**Alıntı**
8 Mayıs 2011 Pazar

Çukurcuma

Bugün sabah masmavi bir gökyüzüne uyandım ve Çukurcuma'ya gitmeye karar verdim. Uzun zamandır gitmemiştim. Galatasaray'ın hareketli havasının hemen yanındaki sessiz ve derinliği olan sokaklar beni hep etkilemiştir. Her seferinde başka yıllar, başka kentler, başka yaşanmışlıklar ile ilgili hayallere dalmama neden olmuştur.


Buradaki herşey antika değil aslında. Bazıları eski eşya..Bir eşyanın antika olarak adlandırılması için en az 100 yıllık olması gerek tanıma göre..

En çok Karadeniz Antika dükkanında kaldım. Buranın farklı bir cazibesi var, güzel bir bahçesi ve tam yedi katı var. Sn Mehmet Çiftçi'nin sıcakkanlılığı ve yardımseverliği de buraya hemen ısınmama neden oldu.
Özellikle bu sürahileri sevdim..

Harika yağlıboya tablolar 1000 TL gibi fiyatlara alınabiliyor.

Değişik bir akvaryum..

Mehmet Bey dükkanın sevimli bahçesinde bana da çay ikram etti.20 Yıldır bu işi yapıyormuş,başlangıçta amatör bir ruha sahipmiş.Her aldığı nesneyi okşuyor uzun uzun bakıyormuş..
Ama şimdi artık herşey ticari olmuş. Uluslararası çalışıyor, İngiltere gibi ülkelerden mal alıyor,örneğin Azerbeycan'a da mal satıyor. Birçok antika dükkanı da mallarını buradan alıyormuş. Bazen hoş sürprizlerle karşılaşıyormuş, 50 bin TL'ye bir tabloyu satmak üzereyken, imzayı fark etmiş ve bir bilirkişiye baktırmış..Tablo 3-4 milyon TL değerindeymiş..
Tatlı bir sohbet bitmek üzereyken, birden 'size birşey daha göstereceğim' dedi:
Bahçede duran vazonun yanına geldik ve 'içine bir bakın' dedi. Bir de ne göreyim: kocaman bir kuyu..

**Toplanmış veri kayıtları**
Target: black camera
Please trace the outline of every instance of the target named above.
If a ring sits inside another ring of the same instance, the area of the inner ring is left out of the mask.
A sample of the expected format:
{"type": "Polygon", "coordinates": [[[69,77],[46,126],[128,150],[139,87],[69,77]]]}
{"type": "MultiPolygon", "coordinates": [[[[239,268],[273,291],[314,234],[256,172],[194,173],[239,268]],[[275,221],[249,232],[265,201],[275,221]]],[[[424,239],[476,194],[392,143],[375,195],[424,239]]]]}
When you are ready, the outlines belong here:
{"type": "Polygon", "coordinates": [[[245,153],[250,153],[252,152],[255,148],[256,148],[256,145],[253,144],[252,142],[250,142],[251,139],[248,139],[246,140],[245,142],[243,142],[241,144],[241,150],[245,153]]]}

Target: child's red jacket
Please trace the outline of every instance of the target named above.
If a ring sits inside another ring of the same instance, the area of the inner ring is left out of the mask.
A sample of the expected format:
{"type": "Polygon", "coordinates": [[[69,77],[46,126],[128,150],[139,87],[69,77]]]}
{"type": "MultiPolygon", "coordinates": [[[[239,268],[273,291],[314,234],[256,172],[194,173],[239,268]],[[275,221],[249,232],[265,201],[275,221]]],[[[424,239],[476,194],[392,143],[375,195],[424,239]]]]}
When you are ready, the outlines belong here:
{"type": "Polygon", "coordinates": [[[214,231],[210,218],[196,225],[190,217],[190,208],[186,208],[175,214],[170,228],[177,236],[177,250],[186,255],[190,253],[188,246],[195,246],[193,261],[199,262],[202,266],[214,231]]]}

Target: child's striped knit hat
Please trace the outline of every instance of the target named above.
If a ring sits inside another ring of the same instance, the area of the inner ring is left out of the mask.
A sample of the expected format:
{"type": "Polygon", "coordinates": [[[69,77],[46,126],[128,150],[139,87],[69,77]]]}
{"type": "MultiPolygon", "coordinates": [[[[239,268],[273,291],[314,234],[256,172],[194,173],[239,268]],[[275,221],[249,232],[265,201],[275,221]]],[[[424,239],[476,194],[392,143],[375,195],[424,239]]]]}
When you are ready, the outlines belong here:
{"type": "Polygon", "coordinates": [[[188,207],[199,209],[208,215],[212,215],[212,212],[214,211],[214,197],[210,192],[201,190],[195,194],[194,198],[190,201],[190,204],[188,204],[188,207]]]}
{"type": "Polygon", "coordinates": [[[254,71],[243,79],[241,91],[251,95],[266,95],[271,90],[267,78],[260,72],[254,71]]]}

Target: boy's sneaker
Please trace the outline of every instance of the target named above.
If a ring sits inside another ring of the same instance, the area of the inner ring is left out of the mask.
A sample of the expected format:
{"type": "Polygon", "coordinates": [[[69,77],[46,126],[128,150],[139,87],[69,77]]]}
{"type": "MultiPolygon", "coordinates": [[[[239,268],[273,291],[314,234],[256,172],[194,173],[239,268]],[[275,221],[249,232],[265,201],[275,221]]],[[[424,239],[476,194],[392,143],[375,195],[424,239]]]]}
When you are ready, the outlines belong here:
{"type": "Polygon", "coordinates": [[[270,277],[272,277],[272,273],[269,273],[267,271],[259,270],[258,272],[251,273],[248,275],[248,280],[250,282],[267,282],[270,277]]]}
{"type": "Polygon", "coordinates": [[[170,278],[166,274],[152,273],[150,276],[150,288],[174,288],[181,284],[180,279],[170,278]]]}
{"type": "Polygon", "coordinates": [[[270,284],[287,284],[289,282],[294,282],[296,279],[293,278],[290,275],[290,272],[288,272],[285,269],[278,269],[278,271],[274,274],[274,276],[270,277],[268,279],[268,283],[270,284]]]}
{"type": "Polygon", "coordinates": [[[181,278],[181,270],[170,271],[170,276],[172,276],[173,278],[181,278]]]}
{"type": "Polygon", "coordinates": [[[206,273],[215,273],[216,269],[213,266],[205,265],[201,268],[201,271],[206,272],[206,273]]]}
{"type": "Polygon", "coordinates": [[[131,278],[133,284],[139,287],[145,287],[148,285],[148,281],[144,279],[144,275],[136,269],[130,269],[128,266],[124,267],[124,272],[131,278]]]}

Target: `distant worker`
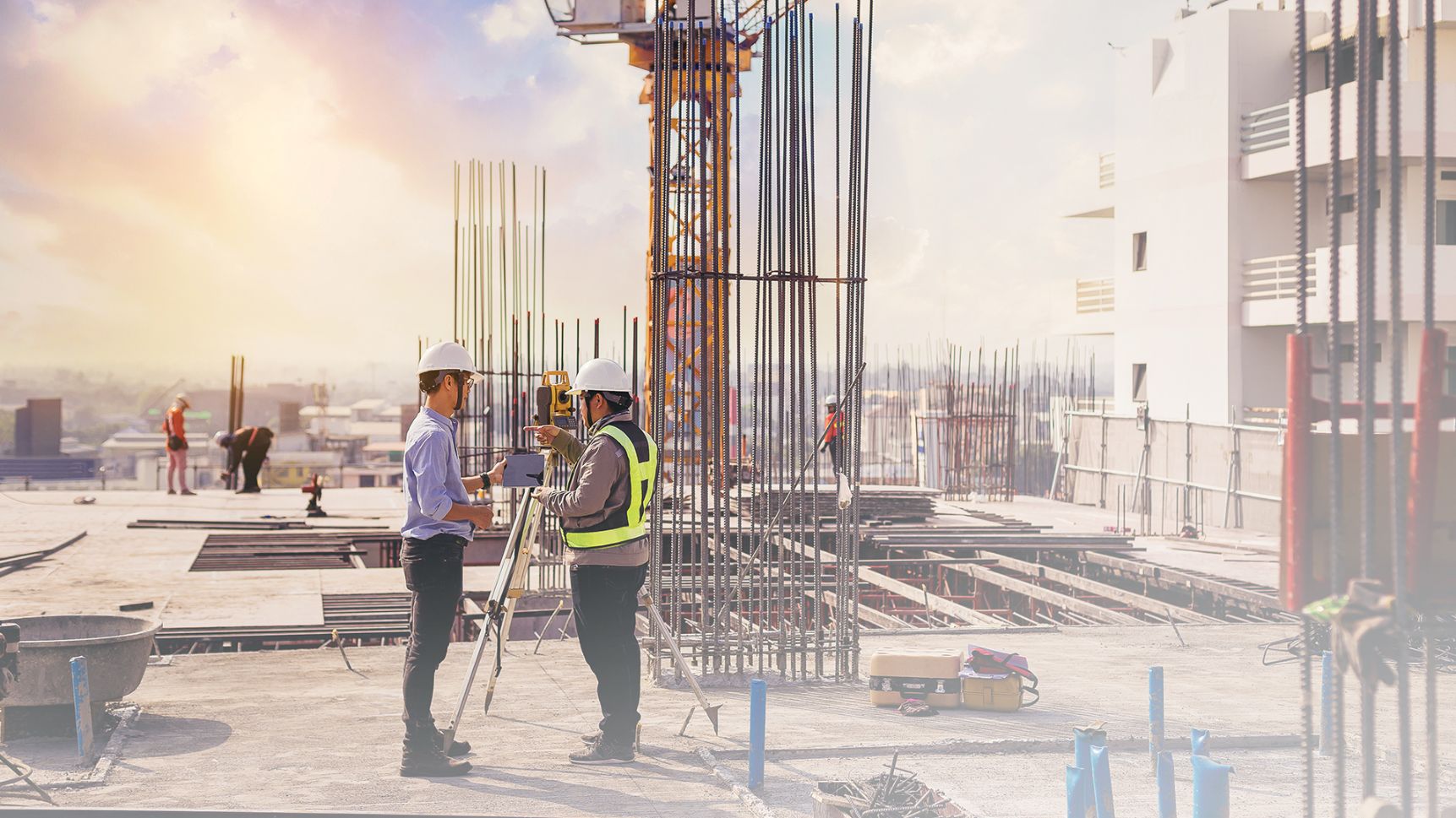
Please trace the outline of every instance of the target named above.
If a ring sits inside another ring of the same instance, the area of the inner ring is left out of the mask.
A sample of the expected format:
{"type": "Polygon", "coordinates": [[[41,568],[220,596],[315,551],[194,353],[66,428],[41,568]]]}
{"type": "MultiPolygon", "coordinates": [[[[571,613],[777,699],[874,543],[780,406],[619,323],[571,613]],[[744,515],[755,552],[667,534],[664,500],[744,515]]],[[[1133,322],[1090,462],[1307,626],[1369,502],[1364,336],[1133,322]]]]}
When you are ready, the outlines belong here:
{"type": "Polygon", "coordinates": [[[828,450],[830,466],[837,474],[844,454],[844,416],[839,412],[839,397],[833,394],[824,396],[824,442],[820,451],[824,450],[828,450]]]}
{"type": "MultiPolygon", "coordinates": [[[[480,373],[464,346],[437,344],[419,358],[419,392],[425,406],[409,425],[405,438],[405,540],[399,562],[409,604],[409,648],[405,652],[405,751],[400,776],[463,776],[470,771],[464,755],[470,745],[444,736],[435,728],[430,704],[435,694],[435,670],[450,646],[450,630],[463,588],[464,547],[476,528],[491,525],[489,501],[472,505],[470,493],[499,482],[502,467],[486,474],[460,477],[456,453],[456,413],[464,406],[470,384],[480,373]]],[[[504,461],[502,461],[504,463],[504,461]]]]}
{"type": "Polygon", "coordinates": [[[588,429],[582,445],[558,426],[527,426],[574,464],[565,489],[536,489],[561,517],[571,562],[571,604],[581,654],[597,677],[600,734],[584,736],[574,764],[626,764],[641,720],[638,591],[651,546],[646,509],[657,485],[657,444],[632,421],[632,383],[614,361],[587,361],[572,384],[588,429]]]}
{"type": "Polygon", "coordinates": [[[191,409],[192,405],[188,402],[185,393],[179,393],[172,402],[172,408],[167,409],[166,416],[162,419],[162,431],[167,435],[167,493],[178,493],[172,488],[173,476],[176,476],[176,485],[182,488],[185,496],[192,496],[197,492],[186,488],[186,422],[182,413],[191,409]]]}
{"type": "Polygon", "coordinates": [[[227,469],[223,472],[223,483],[227,488],[237,485],[237,467],[243,467],[243,486],[237,489],[240,495],[262,492],[258,485],[258,472],[268,458],[268,448],[272,445],[272,429],[268,426],[242,426],[233,432],[217,432],[217,445],[227,450],[227,469]]]}

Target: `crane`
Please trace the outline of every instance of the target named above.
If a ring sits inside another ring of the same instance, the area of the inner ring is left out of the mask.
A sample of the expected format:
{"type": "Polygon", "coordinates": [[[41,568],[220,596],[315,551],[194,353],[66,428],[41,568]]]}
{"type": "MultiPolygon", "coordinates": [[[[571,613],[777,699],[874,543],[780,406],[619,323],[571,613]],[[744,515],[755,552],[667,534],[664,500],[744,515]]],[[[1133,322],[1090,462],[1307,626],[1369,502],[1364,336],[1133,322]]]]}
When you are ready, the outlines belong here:
{"type": "Polygon", "coordinates": [[[665,428],[680,428],[687,438],[703,440],[705,451],[699,456],[718,460],[727,450],[727,396],[702,384],[725,383],[719,373],[728,368],[728,351],[715,304],[725,298],[727,285],[715,285],[709,303],[689,278],[654,288],[654,266],[727,269],[732,229],[731,100],[740,93],[740,74],[753,67],[753,47],[767,26],[807,0],[662,0],[651,16],[646,0],[571,0],[563,10],[543,1],[558,36],[584,45],[626,44],[628,63],[646,71],[638,103],[648,106],[651,162],[667,169],[652,173],[649,233],[657,247],[668,249],[661,259],[652,247],[646,253],[648,371],[664,374],[661,384],[648,377],[648,390],[665,392],[658,396],[665,428]],[[674,47],[658,54],[660,22],[687,32],[689,45],[676,38],[674,47]],[[690,68],[696,68],[697,82],[665,82],[665,87],[655,87],[654,77],[686,76],[690,68]],[[657,121],[660,112],[665,122],[657,121]],[[664,199],[684,196],[706,207],[686,215],[668,213],[664,199]],[[689,307],[699,300],[709,304],[706,310],[689,307]],[[654,354],[664,357],[657,365],[654,354]],[[712,426],[706,435],[705,425],[712,426]]]}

**Verilen alıştırma A**
Çukurcuma yazısında geçen bütün Türk lirası tutarlarını metinde yazıldığı şekliyle sıralayın.
**Verilen alıştırma B**
Çukurcuma yazısını son cümlesinden sonrasını yazarak devam ettirin.
Kayıtların bu alıştırmayla hiçbir ilgisi yoktur.

**Alıştırma sonucu A**
1000 TL
50 bin TL
3-4 milyon TL

**Alıştırma sonucu B**
Tam 33 metreymiş. İçinde kocaman sazan balıkları, akvaryum balıkları yüzüyor.
                 Burayı satın aldıklarına bir kuyu olduğunu biliyorlarmış, ama bir türlü bulamamışlar. Sonra bir mermer parçanın altından çıkmış kuyu..İple birini sarkıtmışlar içindeki çamurları temizlemişler. Yağmur sularıyla tekrar dolmasını beklemişler..Sonra da balıkları içinde yetiştirmeye başlamışlar..                 
                                          

Geçmiş zaman olur ki;
Unutulur birçok karesi..
Bir nesne, bir koku, bir melodi..
hatırlatır herşeyi yeniden..
Kesik kesik, kopuk kopuk kareler
 gelince biraraya
Dün, bugün, yarın birleşir
Anlam kazanır tüm yaşananlar..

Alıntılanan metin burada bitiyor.